§ GOAL
Extend the piece about Locatelli's Sonata in F minor, picking up after its last sentence.

§ SELECTION

########################################

Violin sonata op.6 no.7 'Au Tombeau'

Sonata in F minor Op.6 no.7 'Au Tombeau'


The Sonata in F minor by Locatelli, is one of the pieces that caught the interest of the famous violinist and composer, Eugene Ysaÿe. This piece was written in 1737, while he was living and working in Amsterdam. This sonata is interesting from many aspects, especially in the way that it was transformed by Ysaÿe.


Ysaÿe's had a major interest in Locatelli. The famous and virtuose Capriccios was one of the sets that Ysaÿe had learned during his childhood. In the Biography of Ysaÿe, that was written by his son Antoine, it clearly shows what Ysaÿe thought about Locatelli:


"On examining the works left by Locatelli (1693-1764), and more particularly his capriccios for solo violin, where technical features reflect the most daring paganinian inventions, one is immediately convinced that this splendid violinist was both a solid musician and a poet!... Locatelli and the gentle Geminiani are in my opinion the most complete interpreters of heartfelt sentiment, of the emotions of the soul.
There is 'romanticism' in their classicim, and the perfect accuracy of their composing does not exclude the deepest feelings.

########################################

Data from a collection
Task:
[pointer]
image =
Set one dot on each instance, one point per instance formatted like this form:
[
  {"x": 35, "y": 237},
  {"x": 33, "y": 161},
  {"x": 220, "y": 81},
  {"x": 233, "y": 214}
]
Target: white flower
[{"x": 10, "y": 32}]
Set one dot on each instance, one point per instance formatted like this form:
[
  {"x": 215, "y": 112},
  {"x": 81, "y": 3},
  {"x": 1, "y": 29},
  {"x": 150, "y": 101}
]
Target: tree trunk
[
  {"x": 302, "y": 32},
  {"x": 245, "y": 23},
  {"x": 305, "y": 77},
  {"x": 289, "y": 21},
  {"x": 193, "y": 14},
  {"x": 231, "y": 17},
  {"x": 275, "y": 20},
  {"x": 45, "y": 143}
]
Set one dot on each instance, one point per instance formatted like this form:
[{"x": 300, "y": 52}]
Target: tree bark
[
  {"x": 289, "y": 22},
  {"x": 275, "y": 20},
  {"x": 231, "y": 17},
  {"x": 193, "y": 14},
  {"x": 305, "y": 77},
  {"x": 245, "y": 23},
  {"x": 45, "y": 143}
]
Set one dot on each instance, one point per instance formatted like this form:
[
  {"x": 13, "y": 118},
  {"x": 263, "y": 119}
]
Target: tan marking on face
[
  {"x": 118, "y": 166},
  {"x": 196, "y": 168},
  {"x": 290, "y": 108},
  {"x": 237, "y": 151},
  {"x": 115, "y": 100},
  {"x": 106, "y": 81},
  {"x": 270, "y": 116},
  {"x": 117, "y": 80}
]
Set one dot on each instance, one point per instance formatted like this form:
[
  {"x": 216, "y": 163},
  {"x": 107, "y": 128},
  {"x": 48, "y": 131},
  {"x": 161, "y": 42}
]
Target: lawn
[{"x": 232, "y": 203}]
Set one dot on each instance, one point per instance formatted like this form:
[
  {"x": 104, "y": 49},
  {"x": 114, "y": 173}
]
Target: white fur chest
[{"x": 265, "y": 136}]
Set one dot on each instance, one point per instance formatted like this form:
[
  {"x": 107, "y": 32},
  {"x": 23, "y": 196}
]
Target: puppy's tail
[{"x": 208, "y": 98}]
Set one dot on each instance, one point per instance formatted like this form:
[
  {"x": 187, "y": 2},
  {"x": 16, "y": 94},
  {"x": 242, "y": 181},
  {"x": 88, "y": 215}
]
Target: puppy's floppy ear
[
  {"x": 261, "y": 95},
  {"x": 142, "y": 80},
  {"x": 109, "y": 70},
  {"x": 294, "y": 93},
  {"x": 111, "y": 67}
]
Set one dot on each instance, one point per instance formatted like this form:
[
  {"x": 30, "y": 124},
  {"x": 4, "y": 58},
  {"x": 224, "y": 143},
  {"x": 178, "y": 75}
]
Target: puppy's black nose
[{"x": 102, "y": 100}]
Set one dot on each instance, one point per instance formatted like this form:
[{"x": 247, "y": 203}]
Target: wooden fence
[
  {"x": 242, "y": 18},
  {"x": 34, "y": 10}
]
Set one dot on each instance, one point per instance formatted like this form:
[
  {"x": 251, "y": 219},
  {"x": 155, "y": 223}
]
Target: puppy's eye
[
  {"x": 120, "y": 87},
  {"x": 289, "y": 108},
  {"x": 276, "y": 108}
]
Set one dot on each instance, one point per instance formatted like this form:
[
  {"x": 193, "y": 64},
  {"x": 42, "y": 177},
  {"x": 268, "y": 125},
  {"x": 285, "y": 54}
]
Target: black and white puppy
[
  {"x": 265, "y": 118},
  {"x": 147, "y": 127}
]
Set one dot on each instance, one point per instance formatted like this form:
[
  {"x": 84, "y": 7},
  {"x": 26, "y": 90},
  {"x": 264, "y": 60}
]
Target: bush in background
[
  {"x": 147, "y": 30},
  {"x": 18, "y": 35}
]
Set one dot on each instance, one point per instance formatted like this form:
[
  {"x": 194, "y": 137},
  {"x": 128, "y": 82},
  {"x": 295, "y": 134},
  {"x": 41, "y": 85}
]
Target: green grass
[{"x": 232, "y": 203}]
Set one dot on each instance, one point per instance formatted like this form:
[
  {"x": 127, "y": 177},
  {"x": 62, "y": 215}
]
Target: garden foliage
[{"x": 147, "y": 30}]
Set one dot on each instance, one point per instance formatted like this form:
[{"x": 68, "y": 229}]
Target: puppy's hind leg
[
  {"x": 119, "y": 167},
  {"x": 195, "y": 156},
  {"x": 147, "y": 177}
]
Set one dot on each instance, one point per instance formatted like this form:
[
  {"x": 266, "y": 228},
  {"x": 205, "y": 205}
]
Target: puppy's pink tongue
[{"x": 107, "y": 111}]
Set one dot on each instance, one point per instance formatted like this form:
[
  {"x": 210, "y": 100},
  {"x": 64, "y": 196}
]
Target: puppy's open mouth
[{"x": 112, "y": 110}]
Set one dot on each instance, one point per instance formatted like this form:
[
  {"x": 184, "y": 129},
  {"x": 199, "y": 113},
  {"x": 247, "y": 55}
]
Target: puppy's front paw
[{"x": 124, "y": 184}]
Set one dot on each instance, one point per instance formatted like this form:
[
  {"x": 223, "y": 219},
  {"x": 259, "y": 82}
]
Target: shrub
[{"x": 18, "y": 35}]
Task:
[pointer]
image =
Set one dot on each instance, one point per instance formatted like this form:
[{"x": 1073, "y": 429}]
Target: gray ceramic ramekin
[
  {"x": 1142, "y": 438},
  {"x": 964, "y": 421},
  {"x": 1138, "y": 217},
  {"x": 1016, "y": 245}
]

########################################

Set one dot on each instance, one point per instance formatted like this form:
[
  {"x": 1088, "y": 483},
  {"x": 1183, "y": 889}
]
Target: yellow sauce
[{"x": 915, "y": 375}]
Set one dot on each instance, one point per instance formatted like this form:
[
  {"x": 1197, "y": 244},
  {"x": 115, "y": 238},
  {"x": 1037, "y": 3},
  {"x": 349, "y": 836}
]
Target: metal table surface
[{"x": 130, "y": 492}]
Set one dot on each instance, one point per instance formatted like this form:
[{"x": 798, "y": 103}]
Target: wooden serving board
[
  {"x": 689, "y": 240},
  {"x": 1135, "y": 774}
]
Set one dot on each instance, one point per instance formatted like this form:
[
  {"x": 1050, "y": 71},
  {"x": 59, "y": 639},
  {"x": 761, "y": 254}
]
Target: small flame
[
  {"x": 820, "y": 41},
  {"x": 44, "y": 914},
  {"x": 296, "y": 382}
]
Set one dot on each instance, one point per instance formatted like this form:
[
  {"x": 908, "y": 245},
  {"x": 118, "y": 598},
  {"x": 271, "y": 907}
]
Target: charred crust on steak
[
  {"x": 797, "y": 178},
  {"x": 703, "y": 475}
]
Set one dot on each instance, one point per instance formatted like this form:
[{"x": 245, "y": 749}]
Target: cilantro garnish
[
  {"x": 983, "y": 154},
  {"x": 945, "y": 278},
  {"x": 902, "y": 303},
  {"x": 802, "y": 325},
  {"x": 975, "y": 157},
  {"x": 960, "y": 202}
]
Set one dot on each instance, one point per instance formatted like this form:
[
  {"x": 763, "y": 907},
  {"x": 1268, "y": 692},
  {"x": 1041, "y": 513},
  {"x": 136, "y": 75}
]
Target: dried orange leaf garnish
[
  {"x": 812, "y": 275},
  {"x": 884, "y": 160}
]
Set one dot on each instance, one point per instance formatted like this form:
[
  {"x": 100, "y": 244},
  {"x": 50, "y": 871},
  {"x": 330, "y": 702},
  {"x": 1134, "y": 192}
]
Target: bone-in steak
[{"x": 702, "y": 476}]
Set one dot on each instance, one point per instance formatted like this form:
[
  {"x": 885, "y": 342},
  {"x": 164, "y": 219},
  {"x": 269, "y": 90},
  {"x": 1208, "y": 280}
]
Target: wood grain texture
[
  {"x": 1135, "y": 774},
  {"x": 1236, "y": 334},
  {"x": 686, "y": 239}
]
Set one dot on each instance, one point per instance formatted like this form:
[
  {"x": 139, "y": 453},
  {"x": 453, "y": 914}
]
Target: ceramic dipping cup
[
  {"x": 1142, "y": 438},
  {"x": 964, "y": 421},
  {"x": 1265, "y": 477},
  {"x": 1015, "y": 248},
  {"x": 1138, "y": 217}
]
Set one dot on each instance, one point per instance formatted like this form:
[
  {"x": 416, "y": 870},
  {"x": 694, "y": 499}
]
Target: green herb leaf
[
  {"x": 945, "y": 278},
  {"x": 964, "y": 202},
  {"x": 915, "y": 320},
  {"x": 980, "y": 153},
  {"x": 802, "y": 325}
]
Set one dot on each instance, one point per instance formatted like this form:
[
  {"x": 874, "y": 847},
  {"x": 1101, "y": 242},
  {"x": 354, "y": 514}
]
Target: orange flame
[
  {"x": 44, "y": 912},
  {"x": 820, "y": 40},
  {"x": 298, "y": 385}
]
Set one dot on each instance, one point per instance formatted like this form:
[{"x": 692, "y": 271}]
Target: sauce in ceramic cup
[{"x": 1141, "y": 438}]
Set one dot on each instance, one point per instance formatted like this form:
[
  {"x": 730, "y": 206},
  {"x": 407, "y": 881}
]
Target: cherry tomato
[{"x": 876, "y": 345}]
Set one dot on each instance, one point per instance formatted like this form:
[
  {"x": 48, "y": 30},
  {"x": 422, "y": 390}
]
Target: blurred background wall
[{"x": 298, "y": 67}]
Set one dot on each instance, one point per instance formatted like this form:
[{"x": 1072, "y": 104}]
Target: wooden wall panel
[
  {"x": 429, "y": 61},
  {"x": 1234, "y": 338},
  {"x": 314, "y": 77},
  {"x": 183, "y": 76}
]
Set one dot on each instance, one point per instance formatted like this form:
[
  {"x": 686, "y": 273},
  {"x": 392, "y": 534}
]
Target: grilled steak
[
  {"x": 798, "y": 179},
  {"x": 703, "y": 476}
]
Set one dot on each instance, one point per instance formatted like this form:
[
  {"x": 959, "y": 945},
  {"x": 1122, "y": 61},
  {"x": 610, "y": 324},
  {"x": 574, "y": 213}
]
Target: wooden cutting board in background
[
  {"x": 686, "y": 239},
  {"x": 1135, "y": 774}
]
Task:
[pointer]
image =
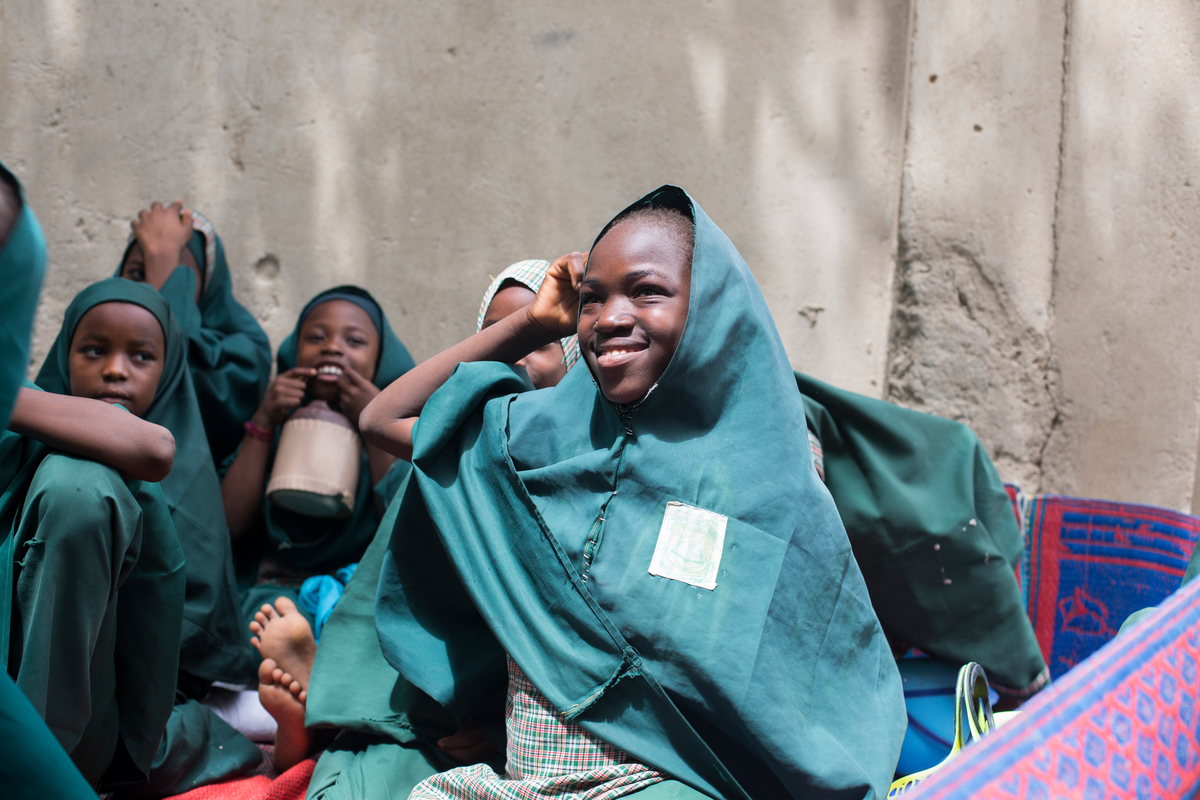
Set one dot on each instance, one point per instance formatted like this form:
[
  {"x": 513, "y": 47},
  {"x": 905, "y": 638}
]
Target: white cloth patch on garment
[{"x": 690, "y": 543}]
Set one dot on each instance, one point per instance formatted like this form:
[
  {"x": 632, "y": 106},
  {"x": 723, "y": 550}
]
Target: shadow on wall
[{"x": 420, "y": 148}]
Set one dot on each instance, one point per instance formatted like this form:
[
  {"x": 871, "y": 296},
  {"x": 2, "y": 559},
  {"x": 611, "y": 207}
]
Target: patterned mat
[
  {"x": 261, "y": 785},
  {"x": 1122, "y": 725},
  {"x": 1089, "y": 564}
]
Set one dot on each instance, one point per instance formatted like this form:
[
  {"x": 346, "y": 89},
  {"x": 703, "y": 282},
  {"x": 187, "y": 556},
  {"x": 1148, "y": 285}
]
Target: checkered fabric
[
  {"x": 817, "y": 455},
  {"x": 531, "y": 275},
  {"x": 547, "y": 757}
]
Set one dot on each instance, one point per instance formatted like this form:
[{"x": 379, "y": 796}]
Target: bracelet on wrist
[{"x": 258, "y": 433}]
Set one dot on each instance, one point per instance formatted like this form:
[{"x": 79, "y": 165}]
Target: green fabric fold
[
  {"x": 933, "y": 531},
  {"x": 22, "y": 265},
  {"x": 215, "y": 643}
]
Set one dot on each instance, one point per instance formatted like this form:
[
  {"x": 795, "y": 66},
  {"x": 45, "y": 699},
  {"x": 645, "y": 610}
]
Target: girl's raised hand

########################################

§ TASK RESPONSE
The locatelli sonata f minor Sonata is one of those works in which the composer inclined to express the saddest and most sorrowful images. I have reworked and harmonized it with devotion and have given it the title "the grave" (Au Tombeau) which seems most appropriate to arouse the truest interpretation of the work."


From the point of view of the original work, the key of F minor was rarely used by composers. It had a deep and somber affect which was clearly intended by the composer. Next to that Locatelli did write out the cadenza's, which is another uncommon thing in the Baroque practice. Normally these type of cadenza's were improved on the stage by the performer, a practice that was common as well in the classic era of Haydn and Mozart.


The work is written in four movements, all in relatively slow tempi.


The first movement is a 'Lento assai e mesto'. The expressiveness of the sonata is set from the first notes. The violin part is written in a highly intricate way by Ysaÿe. Though the piano part has a lesser role in this sonata than was usual in the romantic period, it gives very important colors that are highlighted by the register in which Ysaÿe arranged the work, making it possible for both instruments to blend together like one instrument. In the major cadenzas that are written in this first movement, which are inspired by the original written cadenza's by Locatelli, the violin is helped by the piano by long harmonic notes.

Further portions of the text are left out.